▶ Assignment 1
Answer these three questions using the passage on consumer participation in tobacco policy and research, one answer per line:
(a) Who is quoted at the start of the passage?
(b) What phrase does the passage use to sum up the view that consumers should be consulted in policy debates?
(c) How many grass roots organizations take part in the Conference of the Parties on the WHO FCTC?
▶ Assignment 2
In the passage on consumer participation in tobacco policy and research, take the part that opens with the words containing "THR supporters also" and closes with "can benefit others.". Write it out, switching "noncombustible" for "smoke-free".
▶ Assignment 3
Resume the passage on consumer participation in tobacco policy and research by writing what follows its final sentence.

▶ Selected passage
______

Consumers should participate more in policy decisions and research
“[T]he legitimate concerns of public health advocates about the tobacco industry and its products had the unintended consequence of also marginalising and stigmatising smokers.” — Gerry Stimson
A normative belief related to but distinct from that of the importance of the right to choose one’s own risks is the view that nicotine and tobacco product consumers form one of the core stakeholder groups that should be consulted as part of policy debates (“nothing about us without us”) and as helpful partners in research. THR advocates argue that as a result of the hostility produced by the fake science peddled by the tobacco industry for decades in order to protect its profits, a broad range of groups, many of which attempt to give a voice to people who use nicotine, continues to be excluded from discussions that inform policy decisions and research priorities.
One oft-cited example is the closed nature of the Conference of the Parties (COP) on the WHO Framework Convention on Tobacco Control (FCTC), which has stringent requirements even on observer status ostensibly to prevent industry interference. These requirements result in a lack of representation from both organizations representing current smokers and those that have benefited from noncombustible alternatives as no grass roots organizations of any kind participate in the conference. This, advocates claim, means an essential perspective remains unheard, and the decisions made are more likely to be biased in a way that makes them less effective.
THR supporters also argue that greater consumer involvement in research on smoking cessation improves its quality. Switching to noncombustible products is quite different, they argue, from stopping smoking in other ways, in that a distinct culture and identity has developed around each of them. Therefore their users can provide knowledge of the practical realities of how that culture operates that would be difficult to obtain in any other way, and that is essential to designing research that meaningfully answers questions about whether and how they can benefit others.

______

▶ Records supplied
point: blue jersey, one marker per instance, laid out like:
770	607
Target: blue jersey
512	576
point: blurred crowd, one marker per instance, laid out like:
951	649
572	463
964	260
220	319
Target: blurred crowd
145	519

______

▶ Result 1
(a) Gerry Stimson
(b) "nothing about us without us"
(c) None

▶ Result 2
THR supporters also argue that greater consumer involvement in research on smoking cessation improves its quality. Switching to smoke-free products is quite different, they argue, from stopping smoking in other ways, in that a distinct culture and identity has developed around each of them. Therefore their users can provide knowledge of the practical realities of how that culture operates that would be difficult to obtain in any other way, and that is essential to designing research that meaningfully answers questions about whether and how they can benefit others.

▶ Result 3
THR skeptics argue that, given the history of the tobacco industry’s interference in policy and its attempts to deceive the public, extreme caution is warranted when dealing with anyone that could be suspected of deliberately or unwittingly advancing its interests. They point out that a number of consumer organizations have received industry funding or describe them as outright front groups.
Supporters of harm reduction in other contexts should apply the same logic to smoking
“The politicians who were my key allies, on […] on harm reduction more broadly […] [t]hose are often the same people who have been at the forefront in opposing tobacco harm reduction.” - Ethan Nadelmann
While philosophically aligned with the broader harm reduction world, THR is often felt by its advocates to be a neglected and underappreciated niche within it. They point out that both governmental and non-governmental organizations and individuals supportive of things like needle exchanges, safe injection sites, and birth control are sometimes simultaneously dismissive of, or outright hostile to, what THR supporters see as a substantially similar approach to tobacco use.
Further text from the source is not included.